O Estado está na luz dos postes, nas estradas, nos calçamentos, no transporte urbano, no transporte aéreo, no recolhimento do lixo, na destinação do esgoto, na escola pública (da pré-escola ao pós-doutorado), no policiamento, na defesa territorial.

Essa é a parte mais visível. Mas há também Estado na forma de subsídios que garantem a energia elétrica, a produção de alimentos, o investimento em conhecimento, a aquisição de imóveis e o avanço técnico. Há Estado nas políticas de geração de emprego e de desenvolvimento econômico.

Ele está também na seguridade social, ou seja, nas aposentadorias, nas pensões por morte, nos seguros de maternidade e de invalidez. O Estado permite a mediação e o julgamento dos conflitos, a reclusão de malfeitores, além da própria organização das regras que nos permitem viver de forma civilizada e não no caos e na guerra como foi marcada a história humana.

Não há um dia sequer que qualquer cidadão não esbarre na ação do Estado e não se beneficie diversas vezes dela.

A carga tributária brasileira gira em torno de 36%. O PIB de 2014 deve fechar em, aproximadamente, R$ 5,155 trilhões. Isso significa que a renda per capita é de R$ 25.389,00. Nessa medida, cada brasileiro paga, em média, R$ 761,00 em impostos por mês para atender uma série de garantias legais e de reclamos sociais. Embora seja possível aprimorar a eficiência e reduzir o desperdício, para quem sabe fazer conta, salta aos olhos o óbvio: é um recurso escasso para tudo o que exigimos dos governos.

Outro jargão de senso comum é que se não fosse a corrupção, os serviços públicos seriam melhores. De acordo com a Fiesp, o País perde R$ 100 bilhões em corrupção. Ainda que esse dado não seja preciso e nem desprezível, representa apenas 1,9% do PIB. Faz falta, mas não resolve.

#### INFORMAÇÕES EXIBIDAS:
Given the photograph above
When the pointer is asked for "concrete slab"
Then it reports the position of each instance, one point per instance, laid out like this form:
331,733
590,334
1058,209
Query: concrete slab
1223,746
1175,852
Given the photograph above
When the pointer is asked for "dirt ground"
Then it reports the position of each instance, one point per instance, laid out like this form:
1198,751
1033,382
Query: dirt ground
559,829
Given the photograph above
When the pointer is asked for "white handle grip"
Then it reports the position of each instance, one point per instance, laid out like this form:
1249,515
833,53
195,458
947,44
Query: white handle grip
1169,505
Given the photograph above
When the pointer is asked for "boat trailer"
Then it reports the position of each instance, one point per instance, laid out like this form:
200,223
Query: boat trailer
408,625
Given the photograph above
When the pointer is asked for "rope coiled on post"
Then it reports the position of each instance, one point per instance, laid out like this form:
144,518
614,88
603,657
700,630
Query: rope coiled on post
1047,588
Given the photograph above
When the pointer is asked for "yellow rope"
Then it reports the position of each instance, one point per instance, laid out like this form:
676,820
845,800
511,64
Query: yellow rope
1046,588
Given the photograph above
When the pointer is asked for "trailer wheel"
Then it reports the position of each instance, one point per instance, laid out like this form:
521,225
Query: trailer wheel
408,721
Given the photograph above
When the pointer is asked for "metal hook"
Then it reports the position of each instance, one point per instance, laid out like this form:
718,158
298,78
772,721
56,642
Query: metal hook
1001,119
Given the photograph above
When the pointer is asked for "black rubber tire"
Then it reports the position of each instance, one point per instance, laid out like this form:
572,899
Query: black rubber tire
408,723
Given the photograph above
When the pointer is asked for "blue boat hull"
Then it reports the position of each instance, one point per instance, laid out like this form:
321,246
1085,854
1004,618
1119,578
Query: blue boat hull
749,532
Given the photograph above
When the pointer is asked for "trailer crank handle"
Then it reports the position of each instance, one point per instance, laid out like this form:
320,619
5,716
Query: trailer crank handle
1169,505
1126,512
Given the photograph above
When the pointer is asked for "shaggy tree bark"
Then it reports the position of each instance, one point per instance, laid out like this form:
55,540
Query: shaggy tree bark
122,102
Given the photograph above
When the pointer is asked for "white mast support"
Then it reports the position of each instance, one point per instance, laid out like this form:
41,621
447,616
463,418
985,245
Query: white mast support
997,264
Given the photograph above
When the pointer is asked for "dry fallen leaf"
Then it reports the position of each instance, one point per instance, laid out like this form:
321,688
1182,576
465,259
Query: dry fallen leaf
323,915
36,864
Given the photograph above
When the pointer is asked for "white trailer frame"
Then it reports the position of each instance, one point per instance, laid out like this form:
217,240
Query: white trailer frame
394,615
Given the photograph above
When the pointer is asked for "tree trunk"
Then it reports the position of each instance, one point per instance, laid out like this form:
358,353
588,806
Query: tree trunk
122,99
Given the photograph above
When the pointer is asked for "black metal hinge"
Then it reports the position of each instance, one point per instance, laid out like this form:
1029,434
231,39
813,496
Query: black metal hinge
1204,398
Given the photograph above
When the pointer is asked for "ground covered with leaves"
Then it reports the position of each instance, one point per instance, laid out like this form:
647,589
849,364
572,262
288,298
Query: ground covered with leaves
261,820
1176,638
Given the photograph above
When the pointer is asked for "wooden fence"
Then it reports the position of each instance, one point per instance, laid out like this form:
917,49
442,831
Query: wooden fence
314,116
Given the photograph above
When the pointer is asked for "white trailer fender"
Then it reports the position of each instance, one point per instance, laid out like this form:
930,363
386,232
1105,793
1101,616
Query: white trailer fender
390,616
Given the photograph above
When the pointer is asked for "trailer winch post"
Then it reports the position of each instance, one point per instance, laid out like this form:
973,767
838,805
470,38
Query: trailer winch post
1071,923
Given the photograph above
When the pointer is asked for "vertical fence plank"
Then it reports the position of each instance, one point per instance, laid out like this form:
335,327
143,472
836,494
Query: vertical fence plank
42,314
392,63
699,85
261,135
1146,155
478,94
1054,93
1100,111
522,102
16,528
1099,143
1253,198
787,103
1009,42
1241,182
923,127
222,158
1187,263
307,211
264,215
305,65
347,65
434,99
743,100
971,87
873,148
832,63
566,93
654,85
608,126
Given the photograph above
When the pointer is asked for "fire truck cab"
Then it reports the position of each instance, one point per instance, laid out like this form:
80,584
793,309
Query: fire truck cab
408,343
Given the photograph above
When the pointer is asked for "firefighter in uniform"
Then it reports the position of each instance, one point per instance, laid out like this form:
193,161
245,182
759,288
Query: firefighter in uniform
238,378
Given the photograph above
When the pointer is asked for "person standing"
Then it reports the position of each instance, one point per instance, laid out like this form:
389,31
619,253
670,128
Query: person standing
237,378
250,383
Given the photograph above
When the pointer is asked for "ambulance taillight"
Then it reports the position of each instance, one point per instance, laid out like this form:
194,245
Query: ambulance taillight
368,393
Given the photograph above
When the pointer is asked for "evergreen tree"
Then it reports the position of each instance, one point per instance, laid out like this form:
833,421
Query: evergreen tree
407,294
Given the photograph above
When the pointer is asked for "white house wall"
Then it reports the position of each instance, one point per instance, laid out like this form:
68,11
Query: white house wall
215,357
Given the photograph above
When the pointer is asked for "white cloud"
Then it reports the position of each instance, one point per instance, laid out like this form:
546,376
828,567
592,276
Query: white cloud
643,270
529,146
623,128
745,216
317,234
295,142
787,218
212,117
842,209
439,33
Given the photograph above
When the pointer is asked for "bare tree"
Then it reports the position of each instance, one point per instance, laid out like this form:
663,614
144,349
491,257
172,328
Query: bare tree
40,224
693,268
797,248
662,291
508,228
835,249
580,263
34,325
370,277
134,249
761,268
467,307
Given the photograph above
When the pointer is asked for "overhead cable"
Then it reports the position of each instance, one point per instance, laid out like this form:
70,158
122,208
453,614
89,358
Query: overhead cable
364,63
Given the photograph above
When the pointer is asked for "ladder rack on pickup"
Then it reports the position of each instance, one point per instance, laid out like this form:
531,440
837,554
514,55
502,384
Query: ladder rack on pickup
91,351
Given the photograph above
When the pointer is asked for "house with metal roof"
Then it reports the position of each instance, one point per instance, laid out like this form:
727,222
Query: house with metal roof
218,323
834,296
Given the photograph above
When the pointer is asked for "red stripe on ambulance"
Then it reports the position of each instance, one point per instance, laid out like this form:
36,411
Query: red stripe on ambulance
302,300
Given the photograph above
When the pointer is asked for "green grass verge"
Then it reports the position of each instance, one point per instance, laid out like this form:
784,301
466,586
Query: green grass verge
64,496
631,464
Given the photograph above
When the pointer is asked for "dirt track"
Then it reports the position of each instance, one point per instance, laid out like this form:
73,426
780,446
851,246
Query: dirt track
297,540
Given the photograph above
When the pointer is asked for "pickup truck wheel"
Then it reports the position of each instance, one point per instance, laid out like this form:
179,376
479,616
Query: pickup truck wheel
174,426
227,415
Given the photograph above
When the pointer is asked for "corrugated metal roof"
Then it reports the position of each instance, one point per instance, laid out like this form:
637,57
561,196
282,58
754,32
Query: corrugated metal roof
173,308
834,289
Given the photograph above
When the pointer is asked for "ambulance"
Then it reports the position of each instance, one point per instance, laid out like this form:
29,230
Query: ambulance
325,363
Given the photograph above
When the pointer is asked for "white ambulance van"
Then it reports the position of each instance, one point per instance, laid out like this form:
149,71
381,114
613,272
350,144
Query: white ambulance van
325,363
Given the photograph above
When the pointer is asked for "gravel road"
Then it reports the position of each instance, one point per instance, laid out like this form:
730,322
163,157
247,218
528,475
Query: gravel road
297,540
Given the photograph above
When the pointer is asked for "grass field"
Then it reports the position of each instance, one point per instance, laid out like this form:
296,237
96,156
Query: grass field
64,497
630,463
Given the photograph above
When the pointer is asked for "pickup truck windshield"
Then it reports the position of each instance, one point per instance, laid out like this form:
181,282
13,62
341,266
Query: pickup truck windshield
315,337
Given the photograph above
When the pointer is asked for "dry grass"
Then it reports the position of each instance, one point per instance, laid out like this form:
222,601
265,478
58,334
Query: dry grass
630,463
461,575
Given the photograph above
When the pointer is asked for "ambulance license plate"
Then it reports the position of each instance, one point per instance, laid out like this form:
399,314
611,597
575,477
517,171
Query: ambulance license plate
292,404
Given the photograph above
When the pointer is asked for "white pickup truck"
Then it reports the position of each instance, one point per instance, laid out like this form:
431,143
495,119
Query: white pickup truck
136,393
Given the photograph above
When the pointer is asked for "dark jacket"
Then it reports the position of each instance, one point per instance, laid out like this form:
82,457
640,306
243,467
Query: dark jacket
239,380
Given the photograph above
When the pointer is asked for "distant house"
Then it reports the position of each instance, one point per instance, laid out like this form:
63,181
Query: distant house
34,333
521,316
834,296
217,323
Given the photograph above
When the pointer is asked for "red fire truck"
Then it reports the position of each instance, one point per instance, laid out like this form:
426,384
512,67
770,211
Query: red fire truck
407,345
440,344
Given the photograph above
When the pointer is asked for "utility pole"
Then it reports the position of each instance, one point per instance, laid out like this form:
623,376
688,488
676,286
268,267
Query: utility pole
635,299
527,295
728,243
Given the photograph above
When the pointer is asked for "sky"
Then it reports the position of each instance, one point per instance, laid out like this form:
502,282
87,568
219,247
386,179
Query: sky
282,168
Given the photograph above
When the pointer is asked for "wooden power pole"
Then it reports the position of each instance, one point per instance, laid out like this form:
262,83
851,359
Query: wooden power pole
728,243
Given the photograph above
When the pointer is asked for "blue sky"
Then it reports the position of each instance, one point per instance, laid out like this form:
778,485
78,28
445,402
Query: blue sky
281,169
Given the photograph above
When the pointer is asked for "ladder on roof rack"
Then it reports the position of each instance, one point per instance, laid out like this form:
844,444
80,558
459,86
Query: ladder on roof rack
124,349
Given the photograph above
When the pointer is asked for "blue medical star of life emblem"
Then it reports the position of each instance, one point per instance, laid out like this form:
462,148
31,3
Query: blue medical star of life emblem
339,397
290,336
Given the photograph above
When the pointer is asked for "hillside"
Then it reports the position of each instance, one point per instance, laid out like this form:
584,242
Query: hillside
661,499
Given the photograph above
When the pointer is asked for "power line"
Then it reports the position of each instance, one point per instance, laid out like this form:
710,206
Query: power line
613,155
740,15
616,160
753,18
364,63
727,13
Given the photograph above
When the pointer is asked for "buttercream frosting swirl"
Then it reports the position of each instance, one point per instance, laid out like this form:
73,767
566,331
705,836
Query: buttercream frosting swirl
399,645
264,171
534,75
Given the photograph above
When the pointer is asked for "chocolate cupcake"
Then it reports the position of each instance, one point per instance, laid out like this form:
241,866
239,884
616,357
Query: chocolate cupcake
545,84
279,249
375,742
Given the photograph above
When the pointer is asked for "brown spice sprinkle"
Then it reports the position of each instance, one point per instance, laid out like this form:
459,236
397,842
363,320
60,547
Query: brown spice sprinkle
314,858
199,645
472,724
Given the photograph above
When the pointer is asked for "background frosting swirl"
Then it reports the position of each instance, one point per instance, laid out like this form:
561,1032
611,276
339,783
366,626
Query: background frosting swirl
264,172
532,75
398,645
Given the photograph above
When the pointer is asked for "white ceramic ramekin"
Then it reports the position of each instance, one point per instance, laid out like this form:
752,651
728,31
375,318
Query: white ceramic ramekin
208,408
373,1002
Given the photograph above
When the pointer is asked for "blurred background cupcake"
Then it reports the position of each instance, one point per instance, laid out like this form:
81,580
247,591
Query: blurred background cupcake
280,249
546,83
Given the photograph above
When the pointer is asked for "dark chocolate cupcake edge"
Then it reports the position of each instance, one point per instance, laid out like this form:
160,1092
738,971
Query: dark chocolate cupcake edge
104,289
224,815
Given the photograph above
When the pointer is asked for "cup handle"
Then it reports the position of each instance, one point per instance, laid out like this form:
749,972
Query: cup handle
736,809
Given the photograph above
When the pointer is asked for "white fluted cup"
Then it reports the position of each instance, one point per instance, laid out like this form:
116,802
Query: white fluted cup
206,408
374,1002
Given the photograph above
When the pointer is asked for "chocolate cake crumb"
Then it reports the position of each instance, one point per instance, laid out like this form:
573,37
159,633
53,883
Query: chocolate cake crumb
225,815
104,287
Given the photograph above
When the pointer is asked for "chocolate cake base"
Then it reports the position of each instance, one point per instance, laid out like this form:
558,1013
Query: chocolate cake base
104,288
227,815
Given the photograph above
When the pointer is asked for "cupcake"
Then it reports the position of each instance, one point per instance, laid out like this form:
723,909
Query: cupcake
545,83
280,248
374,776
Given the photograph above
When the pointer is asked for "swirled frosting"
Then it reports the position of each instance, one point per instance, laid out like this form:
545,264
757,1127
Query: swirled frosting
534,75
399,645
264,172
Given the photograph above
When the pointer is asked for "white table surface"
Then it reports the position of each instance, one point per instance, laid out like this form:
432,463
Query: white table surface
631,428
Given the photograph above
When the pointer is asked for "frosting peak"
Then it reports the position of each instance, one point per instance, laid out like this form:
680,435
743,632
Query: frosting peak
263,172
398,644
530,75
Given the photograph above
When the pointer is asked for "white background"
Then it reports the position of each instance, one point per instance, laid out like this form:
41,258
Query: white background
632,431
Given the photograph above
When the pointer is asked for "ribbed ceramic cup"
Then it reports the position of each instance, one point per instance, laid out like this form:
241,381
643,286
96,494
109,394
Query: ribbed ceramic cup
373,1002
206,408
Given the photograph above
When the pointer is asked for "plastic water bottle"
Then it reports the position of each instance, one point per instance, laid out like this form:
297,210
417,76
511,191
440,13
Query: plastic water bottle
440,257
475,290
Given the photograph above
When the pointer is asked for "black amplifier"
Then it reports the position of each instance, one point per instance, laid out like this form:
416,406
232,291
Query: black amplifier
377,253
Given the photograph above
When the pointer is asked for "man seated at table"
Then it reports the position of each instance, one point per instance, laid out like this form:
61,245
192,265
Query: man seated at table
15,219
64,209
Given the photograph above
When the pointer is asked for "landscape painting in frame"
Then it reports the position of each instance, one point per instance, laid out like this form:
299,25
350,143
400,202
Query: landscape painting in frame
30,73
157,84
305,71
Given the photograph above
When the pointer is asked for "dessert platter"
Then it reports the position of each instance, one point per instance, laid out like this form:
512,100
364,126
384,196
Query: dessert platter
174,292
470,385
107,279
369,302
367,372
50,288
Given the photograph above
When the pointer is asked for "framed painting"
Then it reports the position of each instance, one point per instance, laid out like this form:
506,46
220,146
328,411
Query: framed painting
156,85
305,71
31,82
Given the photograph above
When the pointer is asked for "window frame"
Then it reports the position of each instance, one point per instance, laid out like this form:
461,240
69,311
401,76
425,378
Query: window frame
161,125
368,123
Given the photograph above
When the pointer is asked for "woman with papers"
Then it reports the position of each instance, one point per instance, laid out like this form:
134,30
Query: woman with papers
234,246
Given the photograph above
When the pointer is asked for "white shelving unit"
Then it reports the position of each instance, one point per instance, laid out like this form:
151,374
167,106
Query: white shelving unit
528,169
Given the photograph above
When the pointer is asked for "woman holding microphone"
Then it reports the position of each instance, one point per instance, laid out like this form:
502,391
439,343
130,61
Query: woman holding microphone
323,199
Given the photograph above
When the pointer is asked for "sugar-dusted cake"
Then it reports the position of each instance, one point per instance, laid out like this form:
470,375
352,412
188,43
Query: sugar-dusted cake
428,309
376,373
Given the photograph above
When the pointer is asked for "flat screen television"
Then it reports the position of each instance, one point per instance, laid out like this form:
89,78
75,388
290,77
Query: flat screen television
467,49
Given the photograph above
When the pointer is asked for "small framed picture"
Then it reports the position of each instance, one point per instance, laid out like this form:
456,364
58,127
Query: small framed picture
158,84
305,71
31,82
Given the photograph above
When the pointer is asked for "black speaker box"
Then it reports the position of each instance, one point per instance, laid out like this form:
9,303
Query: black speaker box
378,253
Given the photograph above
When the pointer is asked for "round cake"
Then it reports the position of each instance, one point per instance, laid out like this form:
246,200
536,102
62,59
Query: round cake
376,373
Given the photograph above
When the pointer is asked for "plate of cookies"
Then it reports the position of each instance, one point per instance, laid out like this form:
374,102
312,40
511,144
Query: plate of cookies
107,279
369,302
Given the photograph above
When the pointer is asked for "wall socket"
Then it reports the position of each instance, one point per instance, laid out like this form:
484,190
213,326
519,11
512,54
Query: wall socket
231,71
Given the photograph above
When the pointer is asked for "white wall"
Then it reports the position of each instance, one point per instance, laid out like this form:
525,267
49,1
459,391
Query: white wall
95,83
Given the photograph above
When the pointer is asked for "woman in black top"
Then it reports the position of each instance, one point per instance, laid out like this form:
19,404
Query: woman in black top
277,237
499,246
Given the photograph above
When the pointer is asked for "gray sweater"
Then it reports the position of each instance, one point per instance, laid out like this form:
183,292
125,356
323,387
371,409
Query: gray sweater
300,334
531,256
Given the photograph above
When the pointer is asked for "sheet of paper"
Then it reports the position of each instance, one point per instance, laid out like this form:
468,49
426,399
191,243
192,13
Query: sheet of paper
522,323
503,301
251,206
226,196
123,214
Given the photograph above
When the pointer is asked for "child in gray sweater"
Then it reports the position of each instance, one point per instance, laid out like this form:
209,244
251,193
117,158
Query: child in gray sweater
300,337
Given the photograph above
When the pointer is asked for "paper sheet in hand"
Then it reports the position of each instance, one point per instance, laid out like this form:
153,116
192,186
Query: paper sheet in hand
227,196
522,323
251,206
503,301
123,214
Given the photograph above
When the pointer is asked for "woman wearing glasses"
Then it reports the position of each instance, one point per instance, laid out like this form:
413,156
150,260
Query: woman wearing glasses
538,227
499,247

#### DESAFIOS PROPOSTOS:
1. Reproduza fielmente o trecho do texto sobre o Estado compreendido entre "Essa é a parte" e "de desenvolvimento econômico.", inclusive.
2. Com base no texto sobre o Estado, responda:
(a) Em torno de que percentual gira a carga tributária brasileira?
(b) Segundo a Fiesp, quanto o País perde em corrupção?
(c) Quais benefícios são citados como parte da seguridade social?
3. Prossiga o texto sobre o papel do Estado a partir da última frase apresentada.

#### RESULTADOS POR TAREFA:
1.
Essa é a parte mais visível. Mas há também Estado na forma de subsídios que garantem a energia elétrica, a produção de alimentos, o investimento em conhecimento, a aquisição de imóveis e o avanço técnico. Há Estado nas políticas de geração de emprego e de desenvolvimento econômico.

2.
(a) Em torno de 36%.
(b) R$ 100 bilhões.
(c) Aposentadorias, pensões por morte e seguros de maternidade e de invalidez.

3.
Em linha semelhante, o discurso de senso comum alega que os impostos servem para pagar os salários dos parlamentares. Não cabe defender o patrimonialismo e a exuberância do Congresso, de todo modo, o custo do parlamento brasileiro é de 0,19% do PIB. Já todos os funcionários dos 39 ministérios custam 1,2% do PIB.

As comparações corriqueiras com outros países também ignoram os dados. Na Noruega, por exemplo, a renda per capita é de US$ 100.818,00 e a carga tributária de 44%. Dessa maneira, cada cidadão contribui, em média, com R$ 8.800,00 mensais ao Estado. Ou seja, onze vezes mais do que o brasileiro. É lógico e racional que seus serviços públicos sejam onze vezes melhores do que os nossos.

Já nos Estados Unidos a carga tributária está em torno de 27%. Naquele país, entretanto, não há sistema de saúde pública, não há ensino superior gratuito e nem sistema de aposentadoria e pensões pelo Estado. O cidadão estadunidense que não possui seus serviços privados está à margem.

Um dos papéis do Estado é melhorar a distribuição e permitir melhores oportunidades a quem está na base da pirâmide social. Isso está ancorado na compreensão teórica de que o mercado não é plenamente eficaz em permitir oportunidades iguais a todos.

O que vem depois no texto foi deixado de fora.